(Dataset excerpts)
↓

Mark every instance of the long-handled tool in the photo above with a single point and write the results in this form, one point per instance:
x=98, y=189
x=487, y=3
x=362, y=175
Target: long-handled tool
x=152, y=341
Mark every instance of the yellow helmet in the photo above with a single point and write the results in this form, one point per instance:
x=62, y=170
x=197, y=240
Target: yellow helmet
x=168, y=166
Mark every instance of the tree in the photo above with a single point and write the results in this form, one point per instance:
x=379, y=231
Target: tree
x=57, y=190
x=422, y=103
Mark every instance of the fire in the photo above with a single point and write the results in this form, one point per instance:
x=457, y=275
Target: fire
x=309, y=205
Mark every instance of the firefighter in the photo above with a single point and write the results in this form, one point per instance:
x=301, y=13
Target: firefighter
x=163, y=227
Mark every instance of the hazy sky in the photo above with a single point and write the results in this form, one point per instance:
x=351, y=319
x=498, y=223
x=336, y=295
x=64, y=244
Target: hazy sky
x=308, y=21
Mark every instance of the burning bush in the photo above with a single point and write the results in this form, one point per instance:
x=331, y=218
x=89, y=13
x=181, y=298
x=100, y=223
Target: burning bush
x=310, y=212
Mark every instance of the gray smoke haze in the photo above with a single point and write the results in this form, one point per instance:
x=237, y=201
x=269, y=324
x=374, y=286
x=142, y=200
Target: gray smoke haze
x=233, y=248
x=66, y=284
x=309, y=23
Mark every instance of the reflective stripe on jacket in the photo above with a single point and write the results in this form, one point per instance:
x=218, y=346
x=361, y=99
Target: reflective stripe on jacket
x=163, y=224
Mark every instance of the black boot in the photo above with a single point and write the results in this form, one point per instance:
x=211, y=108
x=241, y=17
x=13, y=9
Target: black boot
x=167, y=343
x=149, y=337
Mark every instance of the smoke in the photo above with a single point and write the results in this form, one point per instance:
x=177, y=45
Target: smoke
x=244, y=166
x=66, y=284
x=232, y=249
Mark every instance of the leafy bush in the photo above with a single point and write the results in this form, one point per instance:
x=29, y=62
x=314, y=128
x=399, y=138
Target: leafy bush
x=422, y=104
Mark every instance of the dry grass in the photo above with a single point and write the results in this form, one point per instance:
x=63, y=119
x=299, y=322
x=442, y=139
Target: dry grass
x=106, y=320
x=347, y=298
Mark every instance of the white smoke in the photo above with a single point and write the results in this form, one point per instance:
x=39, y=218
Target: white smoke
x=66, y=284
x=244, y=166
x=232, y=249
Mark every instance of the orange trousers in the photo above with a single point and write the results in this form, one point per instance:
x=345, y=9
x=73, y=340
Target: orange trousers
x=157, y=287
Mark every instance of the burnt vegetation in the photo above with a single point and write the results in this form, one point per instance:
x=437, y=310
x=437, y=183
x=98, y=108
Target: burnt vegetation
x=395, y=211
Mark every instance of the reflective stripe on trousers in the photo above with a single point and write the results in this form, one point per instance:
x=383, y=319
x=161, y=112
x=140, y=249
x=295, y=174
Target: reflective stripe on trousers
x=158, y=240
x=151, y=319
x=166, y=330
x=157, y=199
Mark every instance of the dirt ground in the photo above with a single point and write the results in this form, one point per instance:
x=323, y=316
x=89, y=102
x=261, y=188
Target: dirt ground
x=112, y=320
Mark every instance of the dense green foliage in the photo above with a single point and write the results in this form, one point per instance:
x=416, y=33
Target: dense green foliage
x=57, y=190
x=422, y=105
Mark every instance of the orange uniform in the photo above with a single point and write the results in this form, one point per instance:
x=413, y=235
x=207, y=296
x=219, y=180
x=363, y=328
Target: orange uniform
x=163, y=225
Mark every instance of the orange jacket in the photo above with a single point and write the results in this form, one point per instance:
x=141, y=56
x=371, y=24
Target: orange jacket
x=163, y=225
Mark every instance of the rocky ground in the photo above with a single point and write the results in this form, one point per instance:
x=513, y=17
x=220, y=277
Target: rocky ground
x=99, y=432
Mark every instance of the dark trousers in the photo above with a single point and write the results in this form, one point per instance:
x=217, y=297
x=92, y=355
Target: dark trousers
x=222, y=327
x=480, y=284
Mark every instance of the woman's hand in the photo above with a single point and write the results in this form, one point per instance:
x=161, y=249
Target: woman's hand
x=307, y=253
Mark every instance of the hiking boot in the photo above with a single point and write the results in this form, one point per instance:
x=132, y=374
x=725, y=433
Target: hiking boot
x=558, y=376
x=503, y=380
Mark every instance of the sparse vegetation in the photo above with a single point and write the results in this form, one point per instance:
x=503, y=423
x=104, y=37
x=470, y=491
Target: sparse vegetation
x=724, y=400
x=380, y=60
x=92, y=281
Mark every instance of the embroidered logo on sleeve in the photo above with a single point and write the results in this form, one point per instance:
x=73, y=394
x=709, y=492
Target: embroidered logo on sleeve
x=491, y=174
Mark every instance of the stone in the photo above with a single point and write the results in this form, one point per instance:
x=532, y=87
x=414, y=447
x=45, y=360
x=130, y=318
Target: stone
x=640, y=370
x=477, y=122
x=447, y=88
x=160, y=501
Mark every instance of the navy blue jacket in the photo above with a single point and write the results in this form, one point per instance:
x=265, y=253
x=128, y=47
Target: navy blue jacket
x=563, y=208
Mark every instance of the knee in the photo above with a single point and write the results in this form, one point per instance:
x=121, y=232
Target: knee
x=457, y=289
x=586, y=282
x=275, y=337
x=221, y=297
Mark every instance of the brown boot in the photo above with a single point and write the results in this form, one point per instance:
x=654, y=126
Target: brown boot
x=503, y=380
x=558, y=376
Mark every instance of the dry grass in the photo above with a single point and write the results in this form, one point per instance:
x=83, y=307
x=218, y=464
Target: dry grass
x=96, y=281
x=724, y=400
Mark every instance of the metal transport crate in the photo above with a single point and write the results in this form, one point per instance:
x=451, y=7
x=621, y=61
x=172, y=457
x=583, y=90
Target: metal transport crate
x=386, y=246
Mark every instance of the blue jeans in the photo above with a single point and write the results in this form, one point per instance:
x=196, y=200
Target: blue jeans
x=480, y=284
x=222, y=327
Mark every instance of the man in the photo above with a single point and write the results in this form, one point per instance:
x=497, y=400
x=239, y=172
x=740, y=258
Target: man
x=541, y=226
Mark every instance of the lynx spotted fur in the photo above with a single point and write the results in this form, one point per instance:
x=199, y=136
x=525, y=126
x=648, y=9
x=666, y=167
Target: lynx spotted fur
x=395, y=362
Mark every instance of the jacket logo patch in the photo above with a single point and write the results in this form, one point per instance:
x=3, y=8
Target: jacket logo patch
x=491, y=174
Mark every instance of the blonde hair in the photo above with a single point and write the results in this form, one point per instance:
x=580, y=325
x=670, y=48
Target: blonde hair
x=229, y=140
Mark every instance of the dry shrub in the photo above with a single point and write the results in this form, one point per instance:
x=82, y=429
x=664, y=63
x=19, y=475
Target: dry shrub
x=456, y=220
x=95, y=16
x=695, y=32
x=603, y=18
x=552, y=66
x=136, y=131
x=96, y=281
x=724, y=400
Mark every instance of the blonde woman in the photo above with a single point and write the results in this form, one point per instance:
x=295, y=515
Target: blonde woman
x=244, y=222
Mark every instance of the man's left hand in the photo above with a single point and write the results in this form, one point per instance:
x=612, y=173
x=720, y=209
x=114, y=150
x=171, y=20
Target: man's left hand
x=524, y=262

↑

About this task:
All of the entries above need to be set down again exactly.

Reply:
Mark every instance of the long-handled tool in the photo above with a single point and write the results in this form, one point per instance:
x=98, y=189
x=487, y=3
x=362, y=175
Target: long-handled tool
x=152, y=341
Mark every instance of the yellow helmet in the photo above with a single point and write the results in this form, one point per instance:
x=62, y=170
x=197, y=240
Target: yellow helmet
x=168, y=166
Mark every instance of the tree in the photo above with a single point and write the results in this form, one point per instance:
x=379, y=231
Target: tree
x=57, y=190
x=422, y=103
Mark every instance of the fire in the photo above with a single point and write the results in this form, one point per instance:
x=457, y=275
Target: fire
x=309, y=205
Mark every instance of the firefighter in the photo above with a single point and write the results in this form, one point per instance:
x=301, y=13
Target: firefighter
x=163, y=227
Mark every instance of the hazy sky in the photo above with a single point and write the results in this form, one point per instance:
x=351, y=319
x=498, y=223
x=336, y=295
x=64, y=244
Target: hazy sky
x=308, y=21
Mark every instance of the burning bush in the photo above with a single point and write the results in this form, one point per instance:
x=331, y=218
x=89, y=13
x=181, y=298
x=100, y=223
Target: burning bush
x=310, y=212
Mark every instance of the gray smoke haze in the photo above with a single point and write the results in this form, one point per instance:
x=237, y=201
x=269, y=324
x=374, y=286
x=142, y=200
Target: gray smoke haze
x=233, y=248
x=66, y=284
x=309, y=23
Mark every instance of the reflective stripe on jacket in the photo above with a single point and write the results in this form, one point per instance:
x=218, y=346
x=361, y=99
Target: reflective stripe on jacket
x=163, y=224
Mark every instance of the black boot in the photo above with a single point and write the results in this form, one point per instance:
x=211, y=108
x=241, y=17
x=13, y=9
Target: black boot
x=167, y=343
x=149, y=337
Mark every instance of the smoke in the photo above with a single point and write the results in this form, one point per instance:
x=177, y=45
Target: smoke
x=244, y=166
x=66, y=284
x=232, y=249
Mark every instance of the leafy bush in the photo above with a single point and write the results in this form, one point per instance:
x=29, y=62
x=314, y=128
x=399, y=138
Target: leafy bush
x=422, y=104
Mark every instance of the dry grass in the photo above with a single point and write the results in this form, one point per instance:
x=63, y=119
x=299, y=322
x=442, y=139
Target: dry grass
x=106, y=320
x=347, y=298
Mark every instance of the white smoke in the photo above with a single point and write the results in this form, one point per instance:
x=39, y=218
Target: white smoke
x=66, y=284
x=244, y=166
x=232, y=249
Mark every instance of the orange trousers in the photo above with a single point and write the results in this form, one point per instance:
x=345, y=9
x=73, y=340
Target: orange trousers
x=157, y=287
Mark every instance of the burnt vegetation in the photo above with a single point and write the results in this form, one point per instance:
x=437, y=310
x=437, y=183
x=98, y=108
Target: burnt vegetation
x=395, y=211
Mark every instance of the reflective stripe on trousers in the photo above with a single point and write the results in this form, one point per instance:
x=383, y=319
x=161, y=112
x=140, y=249
x=295, y=174
Target: reflective stripe on trousers
x=158, y=240
x=151, y=319
x=166, y=330
x=157, y=199
Mark every instance of the dirt ground in the photo above with a single point and write the results in this form, one point per instance:
x=323, y=316
x=89, y=102
x=261, y=188
Target: dirt ground
x=112, y=320
Mark every instance of the dense green foliage in the photo above with a single point and write the results in this form, one point per instance:
x=416, y=33
Target: dense green foliage
x=57, y=190
x=422, y=105
Mark every instance of the orange uniform in the photo above with a single point and write the results in this form, one point per instance:
x=413, y=235
x=207, y=296
x=219, y=180
x=363, y=328
Target: orange uniform
x=163, y=225
Mark every instance of the orange jacket in the photo above with a single point and write the results in this form, one point per instance:
x=141, y=56
x=371, y=24
Target: orange jacket
x=163, y=225
Mark every instance of the rocky ground in the photo above with a single point and write the results in this form, one point per instance:
x=513, y=17
x=220, y=277
Target: rocky ground
x=99, y=432
Mark every instance of the dark trousers in the photo above with a single point and write the results in this form, one point per instance:
x=217, y=297
x=92, y=355
Target: dark trousers
x=222, y=327
x=480, y=284
Mark every instance of the woman's hand in the photo above with a single point and write the results in this form, one point per instance:
x=161, y=249
Target: woman's hand
x=307, y=253
Mark every instance of the hiking boot in the photo above with a single point and write the results in this form, one point per instance:
x=132, y=374
x=725, y=433
Target: hiking boot
x=558, y=376
x=503, y=380
Mark every instance of the sparse vegetation in the photo above with a single point and write the results in this form, one point per instance:
x=503, y=423
x=104, y=37
x=470, y=491
Target: sparse vegetation
x=724, y=400
x=380, y=60
x=92, y=281
Mark every instance of the embroidered logo on sleeve in the photo above with a single point and write the results in this form, one point per instance:
x=73, y=394
x=709, y=492
Target: embroidered logo on sleeve
x=491, y=174
Mark every instance of the stone in the photo above with a single point and write the results in this form, one point per instance:
x=532, y=87
x=414, y=447
x=45, y=360
x=130, y=318
Target: stone
x=640, y=370
x=477, y=122
x=447, y=88
x=160, y=501
Mark every instance of the navy blue jacket in the photo above with a single point and write the results in this form, one point per instance:
x=265, y=253
x=128, y=47
Target: navy blue jacket
x=563, y=208
Mark every instance of the knee in the photo above with a single point and write the results in this form, one point per instance:
x=121, y=232
Target: knee
x=457, y=289
x=586, y=282
x=275, y=337
x=221, y=297
Mark every instance of the brown boot in the photo above with a single point and write the results in this form, one point per instance:
x=654, y=126
Target: brown boot
x=503, y=380
x=558, y=376
Mark every instance of the dry grass in the photo above with a single point and write the results in this form, one point per instance:
x=83, y=307
x=218, y=464
Target: dry grass
x=96, y=281
x=724, y=400
Mark every instance of the metal transport crate in the photo above with a single point and write the results in this form, one point per instance:
x=451, y=7
x=621, y=61
x=172, y=457
x=583, y=90
Target: metal transport crate
x=386, y=246
Mark every instance of the blue jeans in the photo above with a single point and write the results in this form, one point per instance:
x=196, y=200
Target: blue jeans
x=480, y=284
x=222, y=327
Mark every instance of the man in the photo above with a single point and write the results in this form, one point per instance:
x=497, y=400
x=239, y=172
x=740, y=258
Target: man
x=541, y=226
Mark every instance of the lynx spotted fur in the photo above with a single point and write the results in this form, one point per instance:
x=199, y=136
x=525, y=126
x=648, y=9
x=666, y=167
Target: lynx spotted fur
x=395, y=362
Mark every instance of the jacket logo patch in the photo above with a single point and write the results in this form, one point per instance:
x=3, y=8
Target: jacket logo patch
x=491, y=174
Mark every instance of the blonde hair in the photo above with a single point and write the results in this form, one point per instance:
x=580, y=325
x=670, y=48
Target: blonde hair
x=229, y=140
Mark every instance of the dry shrub in the photo above with a single point and write the results in this form, one point per instance:
x=82, y=429
x=664, y=63
x=19, y=475
Target: dry shrub
x=456, y=220
x=95, y=16
x=695, y=32
x=603, y=18
x=552, y=66
x=136, y=131
x=96, y=281
x=724, y=400
Mark every instance of the blonde woman in the photo above with a single point and write the results in this form, one point per instance:
x=295, y=515
Target: blonde woman
x=244, y=222
Mark every instance of the man's left hand in the photo above with a single point and write the results in this form, one point per instance:
x=612, y=173
x=720, y=209
x=114, y=150
x=171, y=20
Target: man's left hand
x=524, y=262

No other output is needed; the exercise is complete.